• _DIRECTIONS FOR THIS TASK_
Give back every record exactly.

• _EXTRACTED MATERIAL_
—————
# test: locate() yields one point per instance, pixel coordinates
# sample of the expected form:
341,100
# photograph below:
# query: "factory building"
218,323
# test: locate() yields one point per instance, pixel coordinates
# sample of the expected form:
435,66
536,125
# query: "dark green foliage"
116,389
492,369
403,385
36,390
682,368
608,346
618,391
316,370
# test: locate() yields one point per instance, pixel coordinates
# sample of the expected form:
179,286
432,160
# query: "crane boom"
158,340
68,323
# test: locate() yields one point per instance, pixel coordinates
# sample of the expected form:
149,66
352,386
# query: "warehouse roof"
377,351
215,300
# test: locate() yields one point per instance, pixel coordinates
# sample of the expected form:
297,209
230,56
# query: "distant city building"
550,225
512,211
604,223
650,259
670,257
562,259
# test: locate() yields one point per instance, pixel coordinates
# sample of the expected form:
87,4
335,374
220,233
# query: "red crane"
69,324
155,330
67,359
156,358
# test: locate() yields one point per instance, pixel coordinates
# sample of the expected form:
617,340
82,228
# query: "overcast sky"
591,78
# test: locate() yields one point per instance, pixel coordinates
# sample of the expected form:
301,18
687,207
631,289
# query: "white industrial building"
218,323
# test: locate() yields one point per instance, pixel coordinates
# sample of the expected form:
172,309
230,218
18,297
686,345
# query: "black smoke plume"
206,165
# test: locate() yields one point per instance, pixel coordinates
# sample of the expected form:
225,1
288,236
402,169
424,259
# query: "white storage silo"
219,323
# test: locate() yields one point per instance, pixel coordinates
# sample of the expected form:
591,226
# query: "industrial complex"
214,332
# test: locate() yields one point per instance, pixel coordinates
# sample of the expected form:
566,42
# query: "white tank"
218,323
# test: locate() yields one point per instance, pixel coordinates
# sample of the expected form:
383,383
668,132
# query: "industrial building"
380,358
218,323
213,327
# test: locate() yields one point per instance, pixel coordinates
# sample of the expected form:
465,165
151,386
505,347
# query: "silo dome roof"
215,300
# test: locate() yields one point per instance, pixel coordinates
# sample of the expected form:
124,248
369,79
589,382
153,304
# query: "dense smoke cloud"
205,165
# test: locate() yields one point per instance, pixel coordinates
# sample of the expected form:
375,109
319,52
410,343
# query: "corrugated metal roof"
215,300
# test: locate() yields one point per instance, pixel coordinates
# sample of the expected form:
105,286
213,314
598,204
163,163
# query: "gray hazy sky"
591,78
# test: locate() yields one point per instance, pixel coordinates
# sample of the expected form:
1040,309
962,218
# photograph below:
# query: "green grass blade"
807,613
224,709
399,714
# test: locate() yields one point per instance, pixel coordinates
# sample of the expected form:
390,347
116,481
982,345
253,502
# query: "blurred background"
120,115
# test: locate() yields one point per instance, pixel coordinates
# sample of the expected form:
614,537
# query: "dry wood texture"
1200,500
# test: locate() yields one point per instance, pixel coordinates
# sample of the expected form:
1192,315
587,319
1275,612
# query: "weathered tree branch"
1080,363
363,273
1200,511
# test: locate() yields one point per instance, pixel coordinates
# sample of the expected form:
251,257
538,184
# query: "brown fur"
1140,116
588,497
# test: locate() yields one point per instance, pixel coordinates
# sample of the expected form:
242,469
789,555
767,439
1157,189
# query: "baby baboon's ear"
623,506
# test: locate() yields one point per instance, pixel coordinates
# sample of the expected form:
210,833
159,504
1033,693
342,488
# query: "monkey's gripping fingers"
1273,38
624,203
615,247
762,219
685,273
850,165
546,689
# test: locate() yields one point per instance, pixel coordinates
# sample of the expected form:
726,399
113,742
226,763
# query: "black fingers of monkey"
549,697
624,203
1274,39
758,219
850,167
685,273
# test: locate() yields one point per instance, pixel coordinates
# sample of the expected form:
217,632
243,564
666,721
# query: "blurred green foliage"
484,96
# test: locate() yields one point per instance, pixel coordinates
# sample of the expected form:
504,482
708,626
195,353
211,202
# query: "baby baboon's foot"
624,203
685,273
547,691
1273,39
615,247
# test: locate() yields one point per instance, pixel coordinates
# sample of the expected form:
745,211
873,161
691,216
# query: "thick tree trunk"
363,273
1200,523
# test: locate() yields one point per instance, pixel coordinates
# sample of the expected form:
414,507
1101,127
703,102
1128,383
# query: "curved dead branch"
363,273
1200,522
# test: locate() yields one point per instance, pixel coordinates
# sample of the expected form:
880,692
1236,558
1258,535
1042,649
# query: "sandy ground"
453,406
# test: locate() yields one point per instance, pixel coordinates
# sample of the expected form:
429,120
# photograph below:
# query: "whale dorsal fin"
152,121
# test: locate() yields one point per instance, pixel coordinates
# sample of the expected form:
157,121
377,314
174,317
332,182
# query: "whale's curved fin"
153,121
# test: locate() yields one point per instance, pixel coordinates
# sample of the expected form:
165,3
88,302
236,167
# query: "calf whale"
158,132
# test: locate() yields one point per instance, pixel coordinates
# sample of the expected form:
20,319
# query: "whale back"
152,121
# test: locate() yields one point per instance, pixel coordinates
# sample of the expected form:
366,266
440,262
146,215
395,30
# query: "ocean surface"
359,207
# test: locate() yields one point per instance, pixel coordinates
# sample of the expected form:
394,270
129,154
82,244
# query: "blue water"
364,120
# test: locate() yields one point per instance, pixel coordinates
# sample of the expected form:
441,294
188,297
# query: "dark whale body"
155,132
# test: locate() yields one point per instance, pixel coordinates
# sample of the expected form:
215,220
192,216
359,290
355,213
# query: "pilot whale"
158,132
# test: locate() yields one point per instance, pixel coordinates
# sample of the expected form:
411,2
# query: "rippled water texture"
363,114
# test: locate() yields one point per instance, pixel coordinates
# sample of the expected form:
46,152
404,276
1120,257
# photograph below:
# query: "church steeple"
—————
• _RESPONSE_
# test: locate() yields one point per instance, pixel coordinates
# sample of the expected form:
341,100
# photograph below:
# query: "factory building"
218,323
# test: locate() yields one point per instance, pixel coordinates
# sample of the expected form:
435,66
536,125
# query: "dark green foliage"
116,389
492,369
403,385
36,390
682,368
608,346
618,391
316,370
# test: locate() yields one point per instance, pixel coordinates
# sample of the expected form:
179,286
432,160
# query: "crane boom"
158,340
68,323
# test: locate() yields one point per instance, pixel coordinates
# sample of the expected form:
149,66
352,386
# query: "warehouse roof"
377,351
215,300
# test: locate() yields one point per instance, pixel coordinates
# sample of the expected form:
297,209
230,56
# query: "distant city building"
550,225
512,211
604,223
650,259
670,257
562,259
# test: locate() yields one point per instance, pixel coordinates
# sample of the expected form:
87,4
335,374
220,233
# query: "red crane"
69,324
155,330
67,359
156,358
# test: locate() yields one point per instance, pixel coordinates
# sample of the expected form:
617,340
82,228
# query: "overcast sky"
591,78
# test: locate() yields one point per instance, pixel coordinates
# sample of the expected form:
301,18
687,207
631,289
# query: "white industrial building"
218,323
# test: locate() yields one point per instance, pixel coordinates
# sample of the expected form:
172,309
230,218
18,297
686,345
# query: "black smoke plume"
206,165
# test: locate() yields one point per instance, pixel coordinates
# sample of the expected form:
225,1
288,236
402,169
424,259
# query: "white storage silo"
219,323
# test: locate() yields one point per instance, pixel coordinates
# sample of the expected form:
591,226
# query: "industrial complex"
214,332
# test: locate() yields one point per instance, pixel coordinates
# sample of the expected form:
566,42
# query: "white tank"
218,323
# test: locate() yields one point per instance, pixel coordinates
# sample of the expected form:
383,383
668,132
# query: "industrial building"
380,358
218,323
213,327
# test: locate() yields one point per instance, pixel coordinates
# sample of the expected form:
465,165
151,386
505,347
# query: "silo dome roof"
215,300
# test: locate() yields one point per instance, pixel coordinates
# sample of the expected form:
124,248
369,79
589,382
153,304
# query: "dense smoke cloud"
205,165
# test: locate() yields one point per instance, pixel coordinates
# sample of the expected form:
375,109
319,52
410,343
# query: "corrugated metal roof"
215,300
# test: locate() yields one point per instance, pixel coordinates
# sample of the expected form:
105,286
213,314
598,204
163,163
# query: "gray hazy sky"
591,78
# test: locate() yields one point per instance, pixel coordinates
# sample of the expected form:
1040,309
962,218
# photograph below:
# query: "green grass blade"
807,613
224,709
399,714
# test: locate() yields one point per instance, pixel coordinates
# sample of the expected form:
390,347
116,481
982,345
253,502
# query: "blurred background"
120,115
# test: locate() yields one point per instance, pixel coordinates
# sample of the expected form:
614,537
# query: "dry wood texture"
1200,500
# test: locate() yields one point per instance, pixel coordinates
# sample of the expected form:
1192,315
587,319
1275,612
# query: "weathered tree branch"
1080,363
363,273
1200,511
# test: locate() yields one point per instance, pixel coordinates
# sample of the expected form:
251,257
538,184
# query: "brown fur"
1140,116
588,497
# test: locate() yields one point per instance, pixel coordinates
# sample of the expected form:
242,469
789,555
767,439
1157,189
# query: "baby baboon's ear"
623,506
# test: locate() yields one point per instance, pixel coordinates
# sample of the expected form:
210,833
159,504
1033,693
342,488
# query: "monkey's gripping fingers"
1273,38
624,203
615,247
762,219
685,273
850,165
546,689
# test: locate() yields one point per instance, pixel coordinates
# sample of the expected form:
726,399
113,742
226,763
# query: "black fingers of monkey"
549,697
624,203
1274,39
758,219
850,167
685,273
# test: locate() yields one point per instance, pixel coordinates
# sample of the expected form:
217,632
243,564
666,721
# query: "blurred green foliage"
484,96
# test: locate() yields one point per instance, pixel coordinates
# sample of the expected form:
504,482
708,626
195,353
211,202
# query: "baby baboon's foot"
624,203
685,273
547,691
1273,39
615,247
# test: locate() yields one point per instance, pixel coordinates
# sample of the expected form:
745,211
873,161
691,216
# query: "thick tree trunk"
363,273
1200,523
# test: locate() yields one point per instance, pixel coordinates
# sample of the expected form:
414,507
1101,127
703,102
1128,383
# query: "curved dead branch"
363,273
1200,522
# test: locate() yields one point per instance, pixel coordinates
# sample of the expected form:
880,692
1236,558
1258,535
1042,649
# query: "sandy ground"
453,406
# test: locate() yields one point per instance, pixel coordinates
# sample of the expected form:
429,120
# photograph below:
# query: "whale dorsal fin"
152,121
# test: locate() yields one point per instance, pixel coordinates
# sample of the expected form:
157,121
377,314
174,317
332,182
# query: "whale's curved fin"
153,121
# test: locate() yields one point per instance, pixel coordinates
# sample of the expected form:
165,3
88,302
236,167
# query: "calf whale"
158,132
# test: locate() yields one point per instance, pixel coordinates
# sample of the expected form:
20,319
# query: "whale back"
152,121
# test: locate() yields one point per instance, pixel coordinates
# sample of the expected form:
366,266
440,262
146,215
395,30
# query: "ocean surface"
359,207
# test: locate() yields one point per instance, pixel coordinates
# sample of the expected form:
394,270
129,154
82,244
# query: "blue water"
364,120
# test: locate() yields one point per instance, pixel coordinates
# sample of the expected form:
441,294
188,297
# query: "dark whale body"
155,132
# test: locate() yields one point per instance, pixel coordinates
# sample of the expected form:
215,220
192,216
359,290
355,213
# query: "pilot whale"
158,132
# test: locate() yields one point per instance, pixel coordinates
# sample of the expected form:
411,2
# query: "rippled water texture"
363,114
# test: locate() yields one point per instance, pixel coordinates
# sample of the expected form:
46,152
404,276
1120,257
# photograph below:
# query: "church steeple"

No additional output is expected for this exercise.